- **Record extracts**
◇ ◇ ◇

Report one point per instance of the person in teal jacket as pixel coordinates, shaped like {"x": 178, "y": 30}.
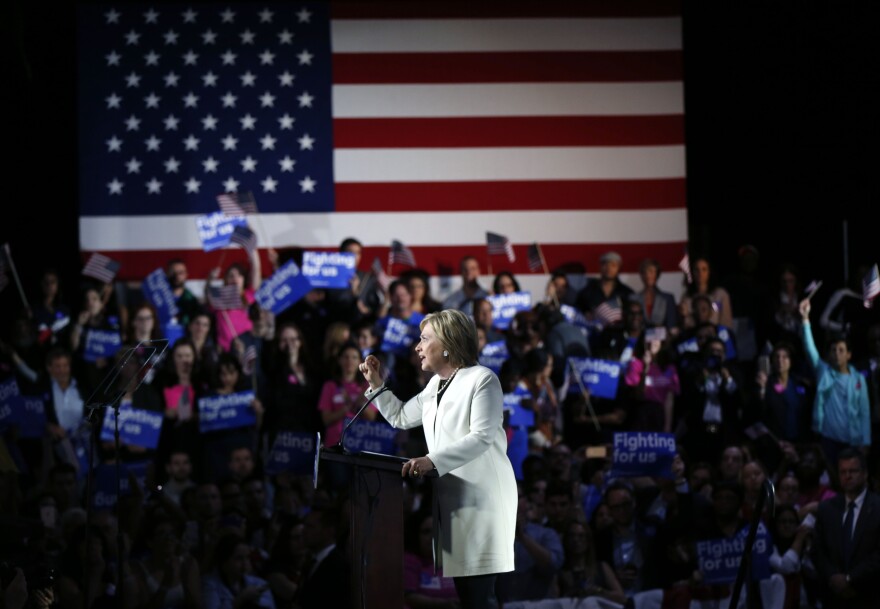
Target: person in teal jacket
{"x": 841, "y": 410}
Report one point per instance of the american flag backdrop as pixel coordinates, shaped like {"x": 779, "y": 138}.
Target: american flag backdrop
{"x": 555, "y": 123}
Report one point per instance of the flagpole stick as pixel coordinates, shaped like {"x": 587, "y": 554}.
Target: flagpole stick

◇ ◇ ◇

- **Task prompt**
Scan the records above and report every line with the string "coordinates".

- **Answer section**
Report one point per instance of the person in teal jacket as pixel coordinates, shaped like {"x": 178, "y": 30}.
Report one point per instance of the american flag backdrop as pixel coordinates, shaped like {"x": 779, "y": 138}.
Report one point per instance of the flagpole stick as pixel coordinates, shaped like {"x": 587, "y": 554}.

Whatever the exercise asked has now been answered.